• Фрагмент текста
Настоящий художник отправляет духовное служение. Он совсем не призван развлекать публику, увеселять ее или угождать ей. Он призван созерцать «внутреннее», вслушиваться в него, служить ему и повиноваться, погружаться в него и творить из него, сообщать и возвещать о нем. Торговать и торговаться – не его дело. Он должен как бы заклинать в самом себе «духа земли». Он должен находить то «пространство», где живут духовные содержания, вступать в него и почерпать в нем предметные медитации. Он должен поставить себя в распоряжение Божьего дела, его сокровенной борьбы и его творческих страданий – и приобщиться этой борьбе и этим страданиям через отождествление с ними. Чем ответственнее он совершает при этом свое служение, тем глубже становятся его медитации; чем полнее он отводит и исключает свой собственный произвол, тем более предметными, истинными и художественными оказываются его «про-рицания»; чем сосредоточеннее и строже становится его внутренняя дисциплина, тем благоуханнее и «слаще» становится «мед» его искусства.

Но для этого ему нужна вся та внутренняя и внешняя свобода, которая вообще доступна человеку. Ему необходима свобода, чтобы достойно нести свою одинокую ответственность и сполна осуществлять те требования, которые ставит ему художественное творчество. Никакая цензура не может дойти до источников его творчества; и только конгениальный ему критик может сказать ему впоследствии, справился ли он со своею ответственностью. Чтобы разрешить эту задачу, художник должен быть свободным и блюсти свободу в своей «лаборатории», – в созерцании, суждении, выборе, оформлении; а следовательно, и в линиях, в красках, в звуках и в тональностях, в словах и жестах, превращая их в живые и насыщенные символы «Главно-Сказуемого»… Он должен быть субъективно свободен, чтобы уловить и выразить объективную необходимость; ибо в искусстве есть такая, особенная, внутренно постигаемая объективная необходимость, к которой и сводится сущность дела.

Эта особенная необходимость составляет критерий всякого настоящего искусства. Если художник постигнет ее из глубины и осуществит ее целостно, то произведение его получит ту замечательную «убеждающую» силу, ту зрелую законченность, ту власть давать людям удовлетворение и счастье, по которым узнается совершенное искусство.

• Исходный материал

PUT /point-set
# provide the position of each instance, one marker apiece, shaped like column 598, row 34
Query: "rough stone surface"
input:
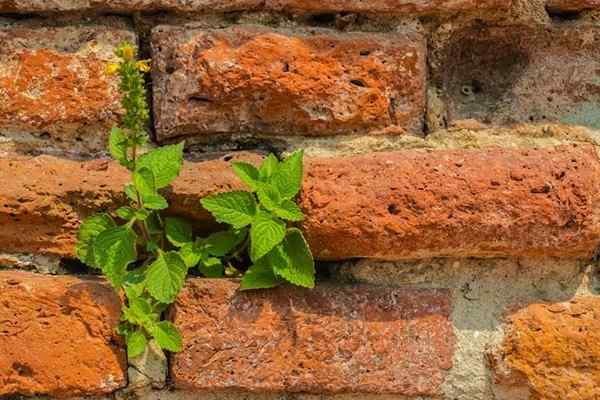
column 388, row 6
column 505, row 75
column 250, row 79
column 572, row 5
column 483, row 291
column 57, row 336
column 552, row 350
column 454, row 203
column 333, row 339
column 54, row 92
column 45, row 198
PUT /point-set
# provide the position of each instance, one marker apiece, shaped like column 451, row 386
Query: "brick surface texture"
column 53, row 84
column 456, row 203
column 255, row 80
column 328, row 340
column 521, row 74
column 57, row 336
column 553, row 350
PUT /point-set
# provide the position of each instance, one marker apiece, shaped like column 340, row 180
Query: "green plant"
column 147, row 257
column 262, row 221
column 134, row 255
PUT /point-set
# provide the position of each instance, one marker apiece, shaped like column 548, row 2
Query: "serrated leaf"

• Задания
(A) Перепишите дословно отрывок из текста о художнике, начиная со слов «Эта особенная необходимость» и заканчивая словами «узнается совершенное искусство.».
(B) Что, согласно тексту о художнике, составляет критерий всякого настоящего искусства?

• Ответы к заданиям
(A)
Эта особенная необходимость составляет критерий всякого настоящего искусства. Если художник постигнет ее из глубины и осуществит ее целостно, то произведение его получит ту замечательную «убеждающую» силу, ту зрелую законченность, ту власть давать людям удовлетворение и счастье, по которым узнается совершенное искусство.

(B) Особенная, внутренно постигаемая объективная необходимость.